__The records__:
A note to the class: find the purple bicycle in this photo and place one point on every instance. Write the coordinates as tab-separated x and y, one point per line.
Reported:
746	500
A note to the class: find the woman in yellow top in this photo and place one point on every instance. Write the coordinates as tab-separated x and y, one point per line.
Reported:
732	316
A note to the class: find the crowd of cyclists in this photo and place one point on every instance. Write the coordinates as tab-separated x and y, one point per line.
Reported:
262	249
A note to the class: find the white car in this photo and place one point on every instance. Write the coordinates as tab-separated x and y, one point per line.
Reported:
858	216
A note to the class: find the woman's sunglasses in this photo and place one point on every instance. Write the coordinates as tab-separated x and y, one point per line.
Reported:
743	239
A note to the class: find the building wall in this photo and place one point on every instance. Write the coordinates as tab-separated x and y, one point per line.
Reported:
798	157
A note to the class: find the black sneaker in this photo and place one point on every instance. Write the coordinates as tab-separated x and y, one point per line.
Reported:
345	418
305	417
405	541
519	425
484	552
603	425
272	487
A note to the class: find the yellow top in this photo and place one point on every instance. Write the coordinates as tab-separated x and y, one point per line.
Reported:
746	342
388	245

...

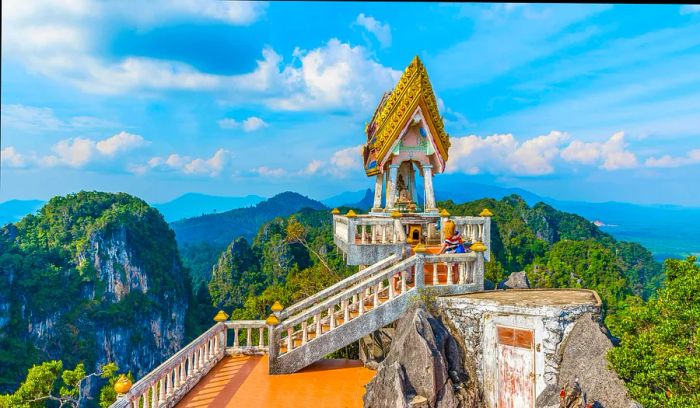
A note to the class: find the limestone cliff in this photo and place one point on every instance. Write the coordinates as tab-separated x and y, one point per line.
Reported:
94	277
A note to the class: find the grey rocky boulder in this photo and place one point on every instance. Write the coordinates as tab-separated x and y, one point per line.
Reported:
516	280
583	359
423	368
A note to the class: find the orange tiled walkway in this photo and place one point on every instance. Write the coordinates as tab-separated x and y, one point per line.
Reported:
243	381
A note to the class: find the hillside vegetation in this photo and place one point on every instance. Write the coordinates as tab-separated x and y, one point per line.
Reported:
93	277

---

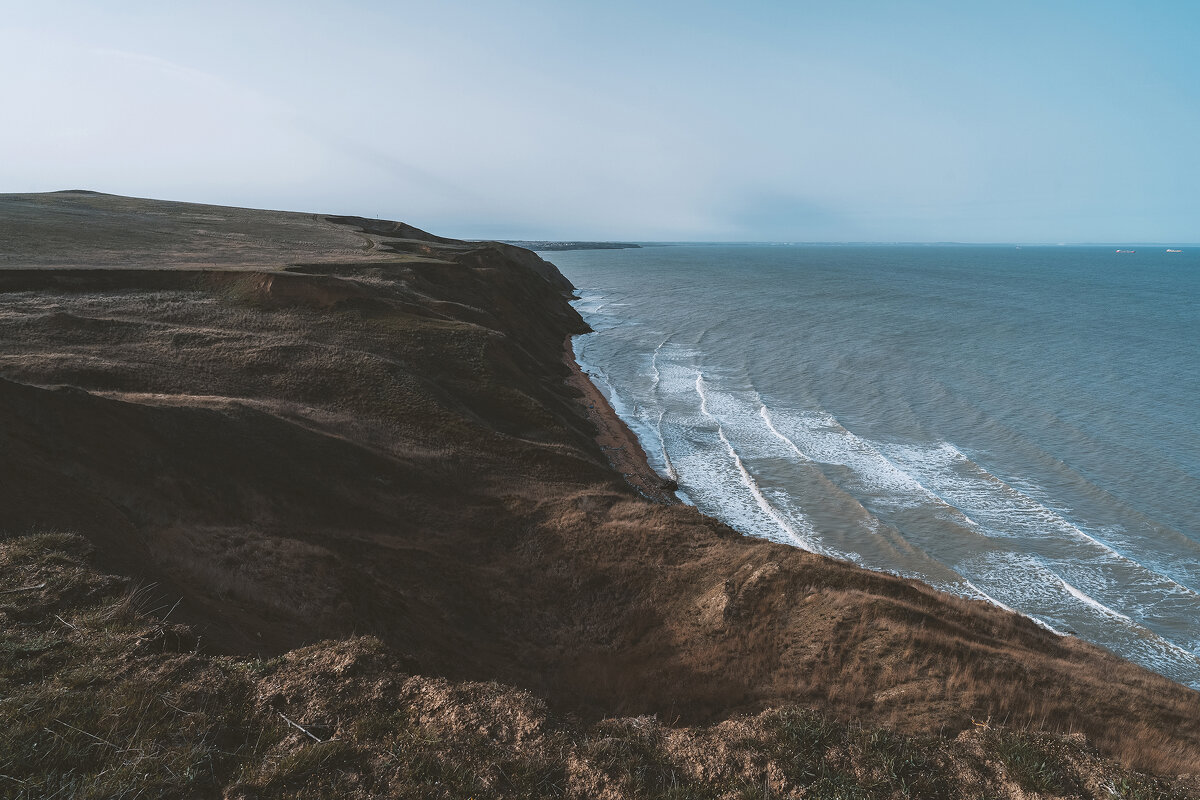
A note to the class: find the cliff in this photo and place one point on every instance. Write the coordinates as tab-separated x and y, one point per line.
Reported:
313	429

__What you need to do__: Some lines in the data above hold the string "yellow". Find and copy each of them.

__Solution for this problem__:
A note to the class: find the woman in yellow top in this photo and place one point on every instance. Write the coordinates as tab-separated x and y, one point per line.
A note to the class: find the yellow top in this photo and place one point on every instance. Write the coordinates as tab-separated x and y, one point per line.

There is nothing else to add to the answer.